An increase in the price of sugary drinks in restaurants and the offer of healthier alternatives could encourage customers to cut back on sugar, a study suggests.
In Jamie’s Italian restaurants, sales of sugar-sweetened soft drinks declined by 9% following a 10p price rise.
The chain also redesigned the menu and explained that money from the levy would go to charity.
Experts said more research was needed to pin down what measures worked.
Consuming too many sugary soft drinks has been linked to a higher risk of serious health problems such as obesity, type-2 diabetes, heart disease, stroke and tooth decay.
To help tackle obesity, the UK government is introducing a tax on high-sugar soft drinks such as Coca-Cola, Pepsi and Irn-Bru in April 2018 – and Jamie Oliver had been vocal in his support of the plan.
This study, in the Journal of Epidemiology and Community Health, analysed sales of sugary non-alcoholic beverages at 37 of Jamie Oliver’s national chain of restaurants after a 10p levy was introduced in September 2015.
Low-sugar fruit spritzers (fruit juice mixed with water) were also added to the menu, which clearly explained why the levy was being introduced.
After 12 weeks, sales of sugary drinks per customer had declined by 11%, and after six months they had gone down by 9.3%.
But the study did not look at any other restaurant chains to compare sales figures.
The study also showed there was a general decrease in the number of soft drinks sold per customer, including diet drinks and bottled waters.
The researchers, from the London School of Hygiene and Tropical Medicine (LSHTM) and the University of Cambridge, said more people could have chosen tap water, but these figures had not been recorded.
Sales of fruit juices had increased by 22% six months after the changes were introduced.
Prof Steven Cummins, lead study author and professor of population health at LSHTM, said: “A small levy on sugar-sweetened drinks sold in restaurant, coupled with complementary activities [such as redesigning the menu], may have the potential to change consumer behaviour.”
But he said it was not possible to say that the price increase alone had caused the decline in sales of sugar-sweetened drinks.
There was also no separate data on what adults and children ordered.
Prof Kevin McConway, emeritus professor of applied statistics at the Open University, said it was plausible that the levy “played an important role” but he also called for “more investigation, in other restaurants, and with a longer follow-up period, to try to pin down more clearly what really works”.
Prof Susan Jebb, professor of diet and population health at the University of Oxford, said the findings were “encouraging news for public health”.
But she said there was a disappointing lack of data on alcohol sales, which could have increased over the same period.

**Dataset records:**
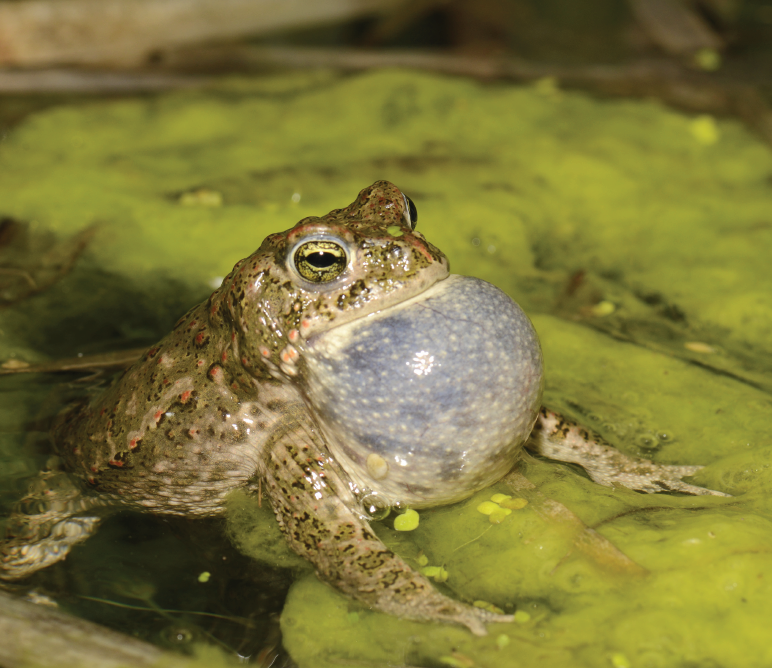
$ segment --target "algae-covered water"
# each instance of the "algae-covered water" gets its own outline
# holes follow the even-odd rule
[[[512,493],[498,485],[422,511],[410,533],[381,523],[408,560],[444,567],[438,586],[452,595],[519,611],[484,638],[349,602],[243,495],[206,538],[115,521],[44,582],[74,582],[81,589],[63,600],[96,618],[109,615],[84,611],[90,599],[77,592],[239,616],[217,641],[195,616],[153,619],[167,636],[199,624],[193,640],[255,656],[278,642],[271,614],[294,581],[281,632],[309,668],[769,665],[772,154],[735,122],[597,101],[550,81],[483,86],[398,71],[234,80],[41,111],[0,143],[0,217],[60,239],[96,227],[65,278],[0,312],[0,357],[149,344],[268,233],[345,206],[381,178],[414,199],[419,229],[454,272],[495,283],[532,317],[549,406],[629,454],[704,464],[697,484],[734,496],[641,495],[529,461],[540,498],[574,520],[534,499],[492,524],[477,507]],[[0,383],[6,508],[45,463],[45,435],[28,427],[55,410],[59,381]],[[589,529],[600,548],[586,549]],[[164,542],[170,530],[177,543]],[[212,537],[223,530],[264,564],[263,584],[239,585],[274,592],[256,613],[229,604],[232,571],[212,565],[241,558]],[[622,566],[615,548],[629,558]],[[154,565],[147,577],[172,590],[167,599],[161,585],[136,584]],[[95,593],[93,573],[112,589]],[[139,633],[125,615],[113,623]]]

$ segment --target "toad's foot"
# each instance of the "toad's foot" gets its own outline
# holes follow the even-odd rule
[[[84,497],[65,473],[38,474],[6,523],[0,579],[18,580],[64,559],[96,528],[99,518],[88,514],[95,505],[101,504]]]
[[[681,478],[702,466],[669,466],[623,455],[599,436],[560,415],[542,408],[526,447],[535,454],[579,464],[590,478],[606,487],[627,487],[639,492],[683,492],[703,496],[730,496],[683,482]]]
[[[263,475],[292,549],[339,591],[387,614],[459,624],[476,635],[487,633],[486,623],[512,621],[444,596],[389,550],[357,512],[345,474],[300,411],[277,426]]]

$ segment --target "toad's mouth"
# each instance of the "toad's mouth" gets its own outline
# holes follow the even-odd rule
[[[490,283],[450,275],[308,341],[304,394],[362,490],[450,503],[511,468],[541,403],[527,316]]]

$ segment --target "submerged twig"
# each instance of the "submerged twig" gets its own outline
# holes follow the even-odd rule
[[[66,373],[123,369],[134,364],[145,350],[147,348],[133,348],[114,353],[70,357],[53,362],[41,362],[40,364],[25,364],[16,360],[8,360],[0,365],[0,376],[10,376],[17,373]]]

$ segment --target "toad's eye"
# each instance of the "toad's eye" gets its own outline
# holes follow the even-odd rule
[[[402,197],[405,199],[405,222],[411,230],[414,230],[416,223],[418,223],[418,209],[415,208],[413,200],[405,193],[402,193]]]
[[[328,283],[343,273],[348,258],[343,246],[334,241],[309,241],[295,251],[293,262],[307,281]]]

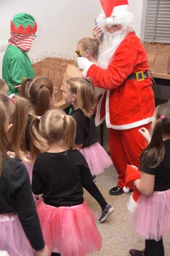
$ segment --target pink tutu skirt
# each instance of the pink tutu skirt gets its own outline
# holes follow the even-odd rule
[[[146,239],[159,241],[170,234],[170,190],[141,194],[131,214],[130,225]]]
[[[0,250],[10,256],[35,255],[16,213],[0,214]]]
[[[92,175],[98,175],[108,168],[113,162],[105,150],[98,142],[79,150],[83,155]]]
[[[95,222],[97,216],[85,201],[57,208],[46,204],[41,198],[36,207],[45,242],[51,252],[61,256],[85,256],[101,250],[102,238]]]

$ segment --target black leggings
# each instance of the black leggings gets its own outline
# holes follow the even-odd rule
[[[86,188],[86,190],[98,203],[102,208],[102,210],[103,211],[105,210],[107,203],[95,184],[94,183],[91,187]]]
[[[145,240],[144,256],[164,256],[164,255],[162,239],[157,242],[155,240]]]

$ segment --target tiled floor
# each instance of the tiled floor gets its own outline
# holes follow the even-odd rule
[[[104,148],[108,151],[108,130],[104,129]],[[99,232],[103,237],[102,248],[97,256],[128,256],[129,249],[144,249],[144,239],[134,230],[128,228],[129,213],[126,208],[130,193],[121,196],[112,196],[109,190],[117,183],[118,175],[113,166],[106,169],[97,176],[96,185],[108,203],[115,208],[114,212],[103,223],[96,222]],[[89,207],[99,216],[100,206],[86,191],[84,197]],[[170,255],[170,237],[164,240],[165,256]]]

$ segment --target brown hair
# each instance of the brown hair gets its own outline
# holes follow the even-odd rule
[[[155,114],[157,121],[153,131],[151,140],[148,146],[142,151],[140,158],[141,170],[143,170],[144,165],[151,157],[154,158],[154,165],[150,166],[155,168],[164,160],[165,147],[163,136],[170,136],[170,104],[165,103],[158,106]],[[160,117],[163,116],[165,119]]]
[[[36,76],[27,83],[24,78],[21,83],[19,96],[29,100],[36,116],[42,116],[50,108],[50,98],[54,92],[54,84],[47,78]],[[42,86],[42,85],[45,86]]]
[[[78,43],[78,44],[81,44],[83,49],[85,51],[88,50],[94,55],[96,59],[97,58],[97,54],[101,42],[99,39],[94,39],[91,37],[83,37]]]
[[[76,95],[77,105],[84,115],[90,117],[93,109],[95,107],[96,100],[96,91],[93,83],[89,78],[87,79],[73,77],[66,81],[70,86],[70,94]]]
[[[6,90],[7,91],[7,89],[8,89],[9,87],[6,84],[5,81],[3,80],[3,79],[0,78],[0,91],[7,92],[5,91],[5,87],[6,88]]]
[[[63,142],[68,149],[75,149],[76,131],[74,119],[60,110],[47,111],[40,120],[35,116],[30,127],[33,142],[41,151],[47,151],[48,147],[54,143],[60,145]]]
[[[36,76],[30,79],[28,82],[27,81],[27,78],[23,80],[19,96],[29,100],[34,114],[42,116],[50,109],[50,98],[54,92],[54,84],[50,79],[43,76]],[[43,85],[45,86],[42,86]],[[39,148],[36,147],[32,139],[30,150],[31,160],[34,160],[35,156],[40,153]]]
[[[25,128],[28,119],[28,108],[27,101],[21,97],[11,95],[12,101],[9,97],[0,92],[0,176],[2,171],[3,157],[8,157],[7,148],[9,145],[6,129],[10,124],[12,148],[17,156],[26,160]]]

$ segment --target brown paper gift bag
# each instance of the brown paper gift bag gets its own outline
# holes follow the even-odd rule
[[[60,72],[55,72],[55,81],[54,86],[58,91],[58,92],[55,94],[56,102],[59,101],[63,98],[63,92],[61,88],[63,81],[63,74]]]
[[[83,77],[82,73],[83,70],[80,70],[78,68],[68,64],[64,76],[62,84],[64,85],[67,80],[72,77]]]
[[[148,53],[148,64],[149,67],[149,70],[153,71],[155,65],[155,53]]]
[[[170,56],[169,55],[156,55],[154,72],[155,73],[167,74],[170,61]]]

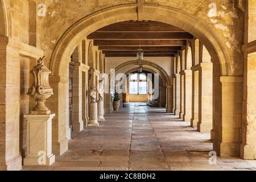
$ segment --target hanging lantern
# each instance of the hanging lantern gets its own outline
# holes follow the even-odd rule
[[[143,60],[143,55],[144,55],[143,51],[142,49],[138,49],[137,60]]]
[[[142,73],[142,68],[143,68],[143,65],[140,65],[139,69],[138,70],[138,73]]]

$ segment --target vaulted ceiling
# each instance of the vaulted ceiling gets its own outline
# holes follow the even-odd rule
[[[141,47],[144,56],[174,56],[186,40],[193,35],[176,27],[160,22],[124,22],[113,24],[92,33],[94,40],[106,57],[136,57]]]

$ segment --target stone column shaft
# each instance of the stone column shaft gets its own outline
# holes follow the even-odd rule
[[[221,156],[240,156],[243,77],[214,78],[213,150]]]
[[[167,86],[167,107],[166,109],[166,112],[167,113],[172,113],[173,109],[174,109],[174,94],[173,94],[173,90],[174,88],[173,86]]]
[[[196,65],[192,67],[192,110],[191,126],[197,127],[199,117],[199,72],[200,67]]]
[[[213,65],[200,64],[199,74],[199,107],[197,130],[209,132],[212,129],[213,114]]]
[[[76,62],[73,72],[73,131],[75,133],[84,129],[82,76],[81,63]]]
[[[185,121],[191,121],[192,118],[192,71],[186,69],[184,73],[184,114],[183,119]]]
[[[17,50],[0,37],[0,171],[20,170],[20,63]]]
[[[180,75],[175,74],[174,76],[175,79],[175,105],[174,114],[178,115],[180,112]]]
[[[242,144],[240,156],[256,159],[256,53],[246,53],[244,61]],[[246,61],[247,60],[247,61]]]

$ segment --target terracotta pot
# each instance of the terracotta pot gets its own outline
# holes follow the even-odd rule
[[[114,109],[114,110],[115,111],[118,111],[119,107],[120,107],[120,101],[113,102],[113,108]]]

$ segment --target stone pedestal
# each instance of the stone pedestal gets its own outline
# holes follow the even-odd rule
[[[51,166],[55,162],[52,152],[52,119],[55,114],[25,115],[27,121],[27,156],[23,165]]]
[[[98,127],[98,106],[97,102],[90,103],[89,107],[89,117],[90,118],[88,126]]]
[[[104,102],[102,100],[98,101],[98,121],[104,121]]]

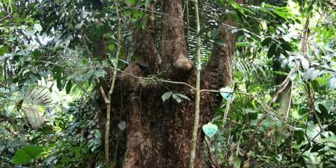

**Parts of the exercise:**
1. Do these statements agree with the article on sugary drinks? Answer yes or no for each, quoting the words from the article that decide it.
(a) The study compared sales figures with those of other restaurant chains.
(b) Fruit juice sales rose by 22% six months after the changes.
(c) The researchers recorded how many customers chose tap water.
2. Transcribe the part of the article on sugary drinks that begins at the words "The researchers, from" and stops after "changes were introduced.".
This material has no connection to the article on sugary drinks.

**Answers to this exercise:**
1.
(a) No: "But the study did not look at any other restaurant chains to compare sales figures."
(b) Yes: "Sales of fruit juices had increased by 22% six months after the changes were introduced."
(c) No: "more people could have chosen tap water, but these figures had not been recorded."

2.
The researchers, from the London School of Hygiene and Tropical Medicine (LSHTM) and the University of Cambridge, said more people could have chosen tap water, but these figures had not been recorded.
Sales of fruit juices had increased by 22% six months after the changes were introduced.